── 提示テキスト ──

他党からは「特定政党の幹部だけをメディアが持ち上げ、他の政党議員を出演させることもなく、ひたすら『吉村マンセー(万歳)』状態を垂れ流すのは不公平だ」との怒りの声もあがるが、維新には「吉村バブル」到来で悲願の「大阪都構想」実現に結び付けたいとの野望も透けて見える。
「評価していただくのはありがたい。一喜一憂するのではなく、コロナ対策に対してやらなければいけないことをやっているだけだ」。吉村知事は5月11日、自身や維新への評価が上昇していることを「あまり気にしていない」と受け流した。とはいえ、「吉村バブル」といえるほど急上昇した人気ぶりに他党の動揺は隠せない。
■後手後手な安倍に比べ、都道府県知事の動向に国民の関心は高い
毎日新聞と社会調査研究センターが5月6日に実施した全国世論調査で、吉村氏は「最も評価している政治家」のトップとなった。防衛相や自民党総務会長などを歴任して知名度が高く、コロナ対応で国を牽引する東京都の小池百合子知事(2位)と並び、その存在は際立っている。日経新聞の調査結果でも1位が吉村氏、2位は小池氏だった。
立憲民主党の福山哲郎幹事長は12日の記者会見で「前線で戦っている吉村知事がいることが評価につながっているのだろう」と語ったが、別の野党衆院議員は「後手後手な安倍晋三政権の対応に比べ、より現場に近い都道府県知事の動向に国民の関心は高い。でも、ここまで露骨に特定政党の、特定の政治家ばかりを英雄視するのはやりすぎではないか」と批判する。実際、吉村氏に対するメディアの持ち上げ方は異例で、ワイドショーでは連日のように出演者が賛美する「かの国を思わせるような『吉村マンセー』状態」(自民党中堅議員)が続いている。
■あの田崎氏も吉村氏を褒めた!

───

記述課題:
上にある吉村知事の人気をめぐる記事の続きを書き進めてください。最後の見出しのあとに来る本文から始めてください。

── 与えられた情報 ──

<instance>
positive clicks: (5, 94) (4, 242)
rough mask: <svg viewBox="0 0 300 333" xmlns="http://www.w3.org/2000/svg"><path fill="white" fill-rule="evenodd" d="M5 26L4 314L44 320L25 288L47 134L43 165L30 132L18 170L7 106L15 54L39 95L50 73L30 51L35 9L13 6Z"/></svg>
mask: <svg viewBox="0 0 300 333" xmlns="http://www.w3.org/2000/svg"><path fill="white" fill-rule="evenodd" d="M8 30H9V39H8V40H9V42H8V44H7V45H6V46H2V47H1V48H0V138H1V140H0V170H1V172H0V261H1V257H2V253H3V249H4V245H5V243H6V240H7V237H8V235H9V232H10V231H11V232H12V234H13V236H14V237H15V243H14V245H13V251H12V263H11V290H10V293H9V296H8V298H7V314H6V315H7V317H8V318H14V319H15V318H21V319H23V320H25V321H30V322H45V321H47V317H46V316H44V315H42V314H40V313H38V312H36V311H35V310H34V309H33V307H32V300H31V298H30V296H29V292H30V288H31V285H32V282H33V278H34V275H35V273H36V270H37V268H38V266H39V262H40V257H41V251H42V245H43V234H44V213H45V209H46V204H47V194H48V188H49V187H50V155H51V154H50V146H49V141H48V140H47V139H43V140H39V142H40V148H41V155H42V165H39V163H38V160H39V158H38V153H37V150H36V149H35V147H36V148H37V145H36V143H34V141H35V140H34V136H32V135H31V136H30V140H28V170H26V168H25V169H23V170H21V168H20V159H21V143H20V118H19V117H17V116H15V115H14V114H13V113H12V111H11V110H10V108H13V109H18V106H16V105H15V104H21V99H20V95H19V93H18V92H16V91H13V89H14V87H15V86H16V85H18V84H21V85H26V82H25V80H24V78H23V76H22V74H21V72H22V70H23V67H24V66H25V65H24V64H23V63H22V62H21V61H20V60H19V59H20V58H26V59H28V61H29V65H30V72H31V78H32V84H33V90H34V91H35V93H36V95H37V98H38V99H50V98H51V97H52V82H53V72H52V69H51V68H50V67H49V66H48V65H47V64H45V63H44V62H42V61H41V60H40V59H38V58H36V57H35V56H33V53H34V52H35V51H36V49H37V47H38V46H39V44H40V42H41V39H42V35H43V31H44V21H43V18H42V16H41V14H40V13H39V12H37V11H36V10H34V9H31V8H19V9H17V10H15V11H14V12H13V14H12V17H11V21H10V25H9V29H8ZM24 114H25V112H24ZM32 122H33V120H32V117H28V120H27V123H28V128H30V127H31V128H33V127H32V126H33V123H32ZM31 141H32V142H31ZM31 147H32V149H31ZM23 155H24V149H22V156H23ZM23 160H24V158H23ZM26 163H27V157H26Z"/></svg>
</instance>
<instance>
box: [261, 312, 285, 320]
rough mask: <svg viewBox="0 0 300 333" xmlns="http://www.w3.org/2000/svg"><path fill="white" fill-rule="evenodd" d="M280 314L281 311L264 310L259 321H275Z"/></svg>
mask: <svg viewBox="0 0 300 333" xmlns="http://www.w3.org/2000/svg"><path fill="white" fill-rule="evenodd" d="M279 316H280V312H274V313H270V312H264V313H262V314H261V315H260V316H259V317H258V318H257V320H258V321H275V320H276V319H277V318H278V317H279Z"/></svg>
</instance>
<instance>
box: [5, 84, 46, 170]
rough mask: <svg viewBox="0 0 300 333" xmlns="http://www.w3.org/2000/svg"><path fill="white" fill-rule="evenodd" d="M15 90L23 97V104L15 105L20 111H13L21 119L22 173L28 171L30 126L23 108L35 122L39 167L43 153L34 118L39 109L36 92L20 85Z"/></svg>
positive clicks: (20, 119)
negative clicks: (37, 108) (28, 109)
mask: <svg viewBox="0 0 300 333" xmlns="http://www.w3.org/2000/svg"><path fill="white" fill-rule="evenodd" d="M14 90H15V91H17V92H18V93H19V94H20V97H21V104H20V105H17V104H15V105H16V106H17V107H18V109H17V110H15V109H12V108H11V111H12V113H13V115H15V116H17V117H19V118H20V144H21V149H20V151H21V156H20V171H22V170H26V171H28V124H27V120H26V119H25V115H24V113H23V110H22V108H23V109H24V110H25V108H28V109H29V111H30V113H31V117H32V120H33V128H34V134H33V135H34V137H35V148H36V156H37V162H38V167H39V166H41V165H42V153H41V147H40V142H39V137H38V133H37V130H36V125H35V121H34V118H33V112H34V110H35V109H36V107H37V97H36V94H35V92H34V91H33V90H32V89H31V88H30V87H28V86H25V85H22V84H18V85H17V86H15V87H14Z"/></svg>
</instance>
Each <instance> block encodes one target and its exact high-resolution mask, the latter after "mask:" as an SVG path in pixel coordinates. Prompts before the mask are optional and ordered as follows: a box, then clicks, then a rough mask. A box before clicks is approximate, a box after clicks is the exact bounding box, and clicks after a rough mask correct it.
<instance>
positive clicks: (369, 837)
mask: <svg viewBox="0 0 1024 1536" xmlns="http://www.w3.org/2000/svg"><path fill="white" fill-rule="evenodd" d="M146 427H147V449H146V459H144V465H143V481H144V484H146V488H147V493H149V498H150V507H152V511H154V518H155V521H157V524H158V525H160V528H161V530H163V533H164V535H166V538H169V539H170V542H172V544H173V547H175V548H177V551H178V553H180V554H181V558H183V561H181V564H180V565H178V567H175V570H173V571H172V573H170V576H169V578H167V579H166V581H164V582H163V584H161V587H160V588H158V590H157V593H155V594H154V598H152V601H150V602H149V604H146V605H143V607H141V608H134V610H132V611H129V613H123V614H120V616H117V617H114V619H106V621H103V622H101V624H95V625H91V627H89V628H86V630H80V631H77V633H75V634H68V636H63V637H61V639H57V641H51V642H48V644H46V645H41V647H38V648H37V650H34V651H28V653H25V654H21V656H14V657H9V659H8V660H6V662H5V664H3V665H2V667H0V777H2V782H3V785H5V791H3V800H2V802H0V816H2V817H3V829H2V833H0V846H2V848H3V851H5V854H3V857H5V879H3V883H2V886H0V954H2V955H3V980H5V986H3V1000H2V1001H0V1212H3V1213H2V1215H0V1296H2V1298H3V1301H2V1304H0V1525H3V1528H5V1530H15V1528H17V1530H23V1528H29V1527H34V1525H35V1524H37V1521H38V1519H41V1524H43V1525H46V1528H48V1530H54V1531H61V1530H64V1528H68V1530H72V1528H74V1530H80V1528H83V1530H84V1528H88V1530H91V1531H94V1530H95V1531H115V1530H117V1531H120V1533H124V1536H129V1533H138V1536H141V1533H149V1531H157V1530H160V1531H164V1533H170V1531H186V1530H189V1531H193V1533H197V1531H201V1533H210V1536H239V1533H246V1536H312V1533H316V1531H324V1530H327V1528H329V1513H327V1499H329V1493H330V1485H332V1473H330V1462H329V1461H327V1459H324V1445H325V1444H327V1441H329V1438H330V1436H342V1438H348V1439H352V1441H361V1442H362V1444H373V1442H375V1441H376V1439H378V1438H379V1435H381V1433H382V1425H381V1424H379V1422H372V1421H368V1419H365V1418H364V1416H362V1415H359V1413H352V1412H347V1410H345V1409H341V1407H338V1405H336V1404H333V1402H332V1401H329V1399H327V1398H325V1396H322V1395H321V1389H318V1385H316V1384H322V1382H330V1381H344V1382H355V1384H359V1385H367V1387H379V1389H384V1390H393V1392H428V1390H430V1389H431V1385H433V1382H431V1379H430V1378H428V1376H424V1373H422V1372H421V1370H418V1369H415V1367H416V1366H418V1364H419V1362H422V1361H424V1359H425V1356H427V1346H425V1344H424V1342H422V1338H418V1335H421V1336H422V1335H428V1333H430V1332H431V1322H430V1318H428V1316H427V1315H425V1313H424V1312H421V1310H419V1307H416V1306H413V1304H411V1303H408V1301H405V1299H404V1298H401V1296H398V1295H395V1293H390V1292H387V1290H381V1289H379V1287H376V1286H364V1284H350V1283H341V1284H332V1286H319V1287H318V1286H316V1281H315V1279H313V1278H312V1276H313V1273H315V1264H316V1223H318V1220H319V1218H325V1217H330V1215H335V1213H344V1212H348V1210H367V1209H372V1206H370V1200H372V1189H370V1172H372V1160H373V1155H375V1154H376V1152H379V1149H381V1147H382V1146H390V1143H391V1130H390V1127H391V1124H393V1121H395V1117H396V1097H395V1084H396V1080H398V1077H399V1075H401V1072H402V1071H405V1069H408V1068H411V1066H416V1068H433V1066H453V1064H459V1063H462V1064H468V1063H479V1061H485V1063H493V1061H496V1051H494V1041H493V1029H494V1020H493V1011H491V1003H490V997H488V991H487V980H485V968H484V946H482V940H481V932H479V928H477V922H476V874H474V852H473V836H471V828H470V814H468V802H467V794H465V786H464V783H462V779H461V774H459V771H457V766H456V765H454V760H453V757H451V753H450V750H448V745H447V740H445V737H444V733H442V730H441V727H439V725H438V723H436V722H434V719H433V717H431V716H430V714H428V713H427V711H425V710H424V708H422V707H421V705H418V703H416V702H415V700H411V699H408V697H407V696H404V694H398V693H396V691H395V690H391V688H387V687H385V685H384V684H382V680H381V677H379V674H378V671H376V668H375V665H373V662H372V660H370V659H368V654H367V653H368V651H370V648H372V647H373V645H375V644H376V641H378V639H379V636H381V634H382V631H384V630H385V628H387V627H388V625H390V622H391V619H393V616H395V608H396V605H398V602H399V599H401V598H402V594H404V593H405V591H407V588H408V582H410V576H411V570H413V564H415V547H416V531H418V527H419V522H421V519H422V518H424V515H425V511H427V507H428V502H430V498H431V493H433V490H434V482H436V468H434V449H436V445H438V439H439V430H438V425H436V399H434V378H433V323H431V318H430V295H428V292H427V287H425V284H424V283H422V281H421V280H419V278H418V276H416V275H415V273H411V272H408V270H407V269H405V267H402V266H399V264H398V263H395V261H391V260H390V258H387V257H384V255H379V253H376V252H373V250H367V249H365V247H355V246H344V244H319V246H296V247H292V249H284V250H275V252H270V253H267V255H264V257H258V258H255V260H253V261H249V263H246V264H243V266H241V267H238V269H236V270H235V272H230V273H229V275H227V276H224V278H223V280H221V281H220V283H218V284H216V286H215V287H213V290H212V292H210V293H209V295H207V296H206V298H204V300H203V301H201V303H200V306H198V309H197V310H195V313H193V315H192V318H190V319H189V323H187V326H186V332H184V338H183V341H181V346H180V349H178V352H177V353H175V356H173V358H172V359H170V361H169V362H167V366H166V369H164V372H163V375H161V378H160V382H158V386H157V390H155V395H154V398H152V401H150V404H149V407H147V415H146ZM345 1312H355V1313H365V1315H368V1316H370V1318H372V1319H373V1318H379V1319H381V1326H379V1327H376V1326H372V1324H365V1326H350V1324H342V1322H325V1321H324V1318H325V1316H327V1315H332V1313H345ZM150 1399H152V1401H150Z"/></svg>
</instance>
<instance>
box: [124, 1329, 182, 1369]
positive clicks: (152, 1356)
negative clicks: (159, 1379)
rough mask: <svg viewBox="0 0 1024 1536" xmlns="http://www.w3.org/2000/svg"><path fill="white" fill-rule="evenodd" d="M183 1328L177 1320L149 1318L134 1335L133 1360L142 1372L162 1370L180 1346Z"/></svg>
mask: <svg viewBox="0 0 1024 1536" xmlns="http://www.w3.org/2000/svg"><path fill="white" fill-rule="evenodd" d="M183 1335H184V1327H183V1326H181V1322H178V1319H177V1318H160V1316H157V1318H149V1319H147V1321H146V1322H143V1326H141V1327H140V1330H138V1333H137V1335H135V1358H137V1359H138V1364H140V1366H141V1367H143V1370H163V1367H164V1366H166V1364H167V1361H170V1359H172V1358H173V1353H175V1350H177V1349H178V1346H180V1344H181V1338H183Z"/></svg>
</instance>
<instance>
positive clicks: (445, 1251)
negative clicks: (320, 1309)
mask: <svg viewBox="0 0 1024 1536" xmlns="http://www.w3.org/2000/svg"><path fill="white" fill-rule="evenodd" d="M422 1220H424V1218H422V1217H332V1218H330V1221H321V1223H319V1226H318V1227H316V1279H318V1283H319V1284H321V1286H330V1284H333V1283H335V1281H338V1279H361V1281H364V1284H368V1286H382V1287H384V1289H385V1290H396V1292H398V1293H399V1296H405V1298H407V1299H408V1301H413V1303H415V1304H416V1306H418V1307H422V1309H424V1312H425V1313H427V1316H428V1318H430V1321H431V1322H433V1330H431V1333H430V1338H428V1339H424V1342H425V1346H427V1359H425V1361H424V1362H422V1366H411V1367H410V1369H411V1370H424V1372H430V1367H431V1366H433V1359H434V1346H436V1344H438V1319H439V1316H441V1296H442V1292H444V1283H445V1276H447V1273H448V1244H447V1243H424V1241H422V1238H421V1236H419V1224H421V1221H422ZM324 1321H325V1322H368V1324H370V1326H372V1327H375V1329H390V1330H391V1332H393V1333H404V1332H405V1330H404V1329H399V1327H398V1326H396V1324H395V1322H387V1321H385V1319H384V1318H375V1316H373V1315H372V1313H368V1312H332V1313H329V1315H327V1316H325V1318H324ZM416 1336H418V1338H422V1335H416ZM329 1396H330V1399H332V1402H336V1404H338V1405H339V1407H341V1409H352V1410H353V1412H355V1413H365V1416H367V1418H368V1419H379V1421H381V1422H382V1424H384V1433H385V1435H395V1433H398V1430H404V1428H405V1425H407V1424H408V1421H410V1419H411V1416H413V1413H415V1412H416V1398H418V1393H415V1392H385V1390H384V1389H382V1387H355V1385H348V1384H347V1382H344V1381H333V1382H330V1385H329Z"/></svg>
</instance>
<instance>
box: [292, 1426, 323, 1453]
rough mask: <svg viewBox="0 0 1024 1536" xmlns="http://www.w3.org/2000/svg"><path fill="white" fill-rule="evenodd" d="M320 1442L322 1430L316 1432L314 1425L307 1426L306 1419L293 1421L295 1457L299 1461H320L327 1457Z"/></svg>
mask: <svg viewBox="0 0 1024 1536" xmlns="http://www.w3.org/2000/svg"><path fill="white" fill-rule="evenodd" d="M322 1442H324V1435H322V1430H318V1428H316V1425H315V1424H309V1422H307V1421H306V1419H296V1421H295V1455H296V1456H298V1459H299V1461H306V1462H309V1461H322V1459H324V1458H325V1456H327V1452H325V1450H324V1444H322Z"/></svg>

───

課題の解答:
専門外のことにも「無検証」のまま出演者がコメントするワイドショーの手法には、かねてから疑問の声があがっていたが、コロナ対応では安倍政権を批判する意見が相次ぐ一方で、吉村氏には美辞麗句のオンパレードが目立っている。「吉村知事の明快な発信力は、問題意識を共有しやすい。府民のやる気につながっている」(MCの坂上忍氏、12日のフジテレビ系「バイキング」)、「吉村氏と政府の違いは圧倒的にスピード感だと思う。決定的に違う」(キャスターの安藤優子氏、5月12日のフジテレビ系「直撃LIVE グッデイ!」)、「強いリーダーというと吉村知事なんかは民の声に耳を傾けて、と見える」(MCの石井亮次氏、4月30日のTBS・CBC系「ゴゴスマ GOGO!Smile!」)……。
安倍政権と「ツーカー」の関係ともいわれる政治評論家の田崎史郎氏は、かつて「吉村知事、発言のブレがちょっと激しすぎる」と吉村氏を厳しく批判していたが、最近では「説明が非常に分かりやすい。そこが強みで、いずれ国政に出て来られたらと思う」とすり寄る姿勢も見せている。
■“吉村推し”のヘビーローテーションが発生
民放テレビ関係者の1人は「そもそも『維新系』といわれる出演者、コメンテーターはテレビに多い。もちろん、『政治スタンスとは別』ということで出演しているが、吉村氏や維新をそうした人たちが批判することはほとんどない」と明かす。政治的中立や公平性という観点から各党の幹事長や政策責任者が並ぶ討論番組とは異なり、「コロナ対応」という番組構成ならば吉村氏が出演しても、「それに批判的な出演者、政党関係者を共演させる必要はない」(別のテレビ関係者)という背景もあるようだ。
元々、維新創業者で元大阪府知事の橋下徹氏や元維新衆院議員の東国原英夫氏、大阪府知事選へのラブコールを受けていたキャスターの辛坊治郎氏など、維新と「縁」のある人物の露出度は高く、「吉村氏が発言すれば橋下氏や東国原氏、辛坊氏らがコメントして、それがニュースになり、SNSでも取り上げられている」(ニュースサイト編集者)。こうした他党にとっては「ヘビーローテーション」といえる状態が続くことは、存在感の違いを浮き上がらせることにつながっている。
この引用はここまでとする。